Copy out every line of the data below word for word, without changing anything.
[Start Data section]
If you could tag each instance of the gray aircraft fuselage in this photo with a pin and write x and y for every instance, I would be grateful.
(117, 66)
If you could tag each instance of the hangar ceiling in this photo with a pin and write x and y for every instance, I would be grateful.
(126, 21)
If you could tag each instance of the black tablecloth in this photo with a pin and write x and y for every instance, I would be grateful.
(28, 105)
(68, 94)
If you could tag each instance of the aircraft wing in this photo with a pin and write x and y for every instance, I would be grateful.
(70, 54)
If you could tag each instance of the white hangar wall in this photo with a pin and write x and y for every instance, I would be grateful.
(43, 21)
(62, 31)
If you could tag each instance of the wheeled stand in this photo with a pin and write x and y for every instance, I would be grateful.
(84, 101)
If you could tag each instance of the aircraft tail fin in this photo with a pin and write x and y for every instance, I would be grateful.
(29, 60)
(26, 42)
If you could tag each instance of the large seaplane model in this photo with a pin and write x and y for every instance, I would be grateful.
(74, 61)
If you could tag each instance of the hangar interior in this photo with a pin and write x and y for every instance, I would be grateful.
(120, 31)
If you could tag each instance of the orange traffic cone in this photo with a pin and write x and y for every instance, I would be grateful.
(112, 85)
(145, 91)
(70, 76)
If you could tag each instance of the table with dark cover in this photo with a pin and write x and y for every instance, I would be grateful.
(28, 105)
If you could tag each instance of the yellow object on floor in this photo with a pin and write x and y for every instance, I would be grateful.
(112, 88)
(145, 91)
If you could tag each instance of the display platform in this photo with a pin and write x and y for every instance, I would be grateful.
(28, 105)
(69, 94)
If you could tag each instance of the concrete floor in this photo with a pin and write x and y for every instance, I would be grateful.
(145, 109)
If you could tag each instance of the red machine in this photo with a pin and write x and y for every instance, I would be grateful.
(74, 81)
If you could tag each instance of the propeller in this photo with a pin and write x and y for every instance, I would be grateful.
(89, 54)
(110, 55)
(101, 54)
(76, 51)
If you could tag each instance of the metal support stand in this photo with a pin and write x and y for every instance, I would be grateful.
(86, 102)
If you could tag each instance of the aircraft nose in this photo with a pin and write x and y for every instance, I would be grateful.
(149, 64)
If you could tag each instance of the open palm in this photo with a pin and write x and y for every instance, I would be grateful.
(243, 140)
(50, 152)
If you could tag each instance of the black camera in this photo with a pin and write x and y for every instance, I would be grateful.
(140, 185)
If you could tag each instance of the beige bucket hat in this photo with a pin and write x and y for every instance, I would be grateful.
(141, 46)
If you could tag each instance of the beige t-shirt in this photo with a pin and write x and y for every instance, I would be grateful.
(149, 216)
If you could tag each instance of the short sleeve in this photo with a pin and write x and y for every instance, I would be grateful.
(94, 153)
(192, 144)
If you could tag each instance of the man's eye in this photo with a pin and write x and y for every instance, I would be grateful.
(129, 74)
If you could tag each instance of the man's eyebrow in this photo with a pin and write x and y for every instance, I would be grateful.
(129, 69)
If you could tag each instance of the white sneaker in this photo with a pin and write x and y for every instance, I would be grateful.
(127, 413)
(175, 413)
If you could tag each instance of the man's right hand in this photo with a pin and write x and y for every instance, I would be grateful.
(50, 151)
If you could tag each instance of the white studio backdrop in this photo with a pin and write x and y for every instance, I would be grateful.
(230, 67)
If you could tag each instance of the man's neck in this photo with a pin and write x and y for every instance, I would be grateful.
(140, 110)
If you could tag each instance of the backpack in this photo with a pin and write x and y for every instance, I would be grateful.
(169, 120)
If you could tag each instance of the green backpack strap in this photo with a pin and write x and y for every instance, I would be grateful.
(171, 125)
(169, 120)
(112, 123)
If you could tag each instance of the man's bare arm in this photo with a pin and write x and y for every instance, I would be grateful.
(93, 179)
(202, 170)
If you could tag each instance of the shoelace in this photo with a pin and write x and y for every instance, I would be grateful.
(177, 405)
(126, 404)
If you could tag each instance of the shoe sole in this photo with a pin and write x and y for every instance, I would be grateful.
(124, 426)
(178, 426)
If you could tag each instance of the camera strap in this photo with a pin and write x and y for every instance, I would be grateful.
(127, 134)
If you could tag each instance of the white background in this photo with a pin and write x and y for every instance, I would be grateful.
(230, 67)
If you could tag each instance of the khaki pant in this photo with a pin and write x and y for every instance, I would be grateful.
[End Data section]
Written response
If you could tag each instance of the gray aircraft fuselage in this photo with a pin and write x and y for every instance, I would be grateful.
(117, 66)
If you could tag each instance of the hangar ceiling in this photo with a pin and write x and y for every instance, I would be grateful.
(126, 21)
If you could tag each instance of the black tablecloth in this photo with a pin and write x and y for every instance, I would be grateful.
(28, 105)
(68, 94)
If you could tag each instance of the aircraft wing in this photo with a pin and write x and y for every instance, I would be grateful.
(70, 54)
If you could tag each instance of the white hangar wall in this photo with a pin and write x and y for every instance, I would be grateful.
(43, 21)
(62, 31)
If you could tag each instance of the wheeled stand in this photo with a pin and write x and y for every instance, I would be grateful.
(84, 101)
If you could tag each instance of the aircraft tail fin in this photo with a pin and write x and y for every instance, I would be grateful.
(29, 60)
(26, 42)
If you could tag each instance of the large seaplane model in this photo with a pin and write x and y for every instance, I would be grateful.
(74, 61)
If you could tag each instance of the hangar interior in this photo with a pin and write x and y for every instance, I would be grateful.
(120, 31)
If you could tag each instance of the orange traffic cone in this photo with a pin and write x and y for every instance, I would be grateful.
(112, 85)
(145, 91)
(70, 76)
If you could tag each instance of the table with dark cover in this photo with a pin and write x and y for every instance, I would be grateful.
(28, 105)
If you could tag each instance of the yellow object on floor in this photo with a pin and write x and y for every instance, I would be grateful.
(112, 88)
(145, 91)
If you could tag each instance of the display platform in this photo with a pin and write x and y for every instance, I would be grateful.
(28, 105)
(69, 94)
If you could tag each instance of the concrete floor in this photo with a pin and write x and y for every instance, I would be grateful.
(145, 109)
If you could tag each instance of the red machine in this photo with a pin and write x and y for every instance, I would be grateful.
(74, 81)
If you could tag each instance of the propeller in this photo with a pin and write x and y for every instance, I would be grateful.
(89, 54)
(110, 55)
(101, 54)
(76, 51)
If you could tag each instance of the metal support stand in this photo with a pin and write x and y for every instance, I would be grateful.
(86, 102)
If you could tag each instance of the aircraft nose in this photo with a pin and write x and y for every instance, I would be grateful.
(149, 64)
If you could tag each instance of the open palm in this photo with a pin and write x and y for every instance, I would be grateful.
(243, 140)
(50, 152)
If you could tag each instance of the black camera in this photo with a pin and write x and y for every instance, I would be grateful.
(140, 185)
If you could tag each instance of the beige bucket hat in this photo with a pin and write x and y for every instance, I would be grateful.
(141, 46)
If you could tag each instance of the beige t-shirt in this photo with a pin and write x and y for every instance, I would be grateful.
(149, 216)
If you could tag each instance of the short sleeve in this photo with a pin and write x and y for every instance, I would be grateful.
(94, 153)
(192, 144)
If you could tag each instance of the man's eye in this photo with a pin and write x and y for every instance, I would be grateful.
(129, 74)
If you could tag each instance of the man's eyebrow in this photo with a pin and write x and y for every instance, I would be grateful.
(129, 69)
If you could tag each instance of the white sneaker in this photo with a pin and write x and y for every instance, I would be grateful.
(127, 413)
(175, 413)
If you could tag each instance of the man's right hand in this photo with a pin and write x and y for every instance, I would be grateful.
(50, 151)
If you could tag each instance of the white studio backdrop in this photo with a pin and write x and y for every instance, I would be grateful.
(230, 67)
If you could tag each instance of the man's neck in this photo with a pin and write x and y for every instance, I would be grateful.
(140, 110)
If you could tag each instance of the backpack in this photo with a pin and write x and y for every instance, I would be grateful.
(169, 120)
If you could tag each instance of the green backpack strap in this photo with a pin and write x and y for every instance, I would be grateful.
(171, 125)
(169, 120)
(112, 123)
If you could tag each instance of the man's bare arm in this photo with a pin and write x and y for every instance, I would be grateful.
(93, 179)
(202, 170)
If you could tag each instance of the shoelace in this photo with a pin and write x and y for every instance, I would be grateful.
(177, 405)
(126, 404)
If you could tag each instance of the shoe sole in this photo with a pin and write x and y for every instance, I would be grateful.
(124, 426)
(178, 426)
If you could tag each instance of the camera strap in this photo with a pin and write x and y for every instance, I would be grateful.
(127, 134)
If you could tag each instance of the white background in this photo with a pin and write x and y for every instance, I would be grateful.
(230, 67)
If you could tag each instance of the khaki pant in this photo with a pin and write x and y for every instance, I would be grateful.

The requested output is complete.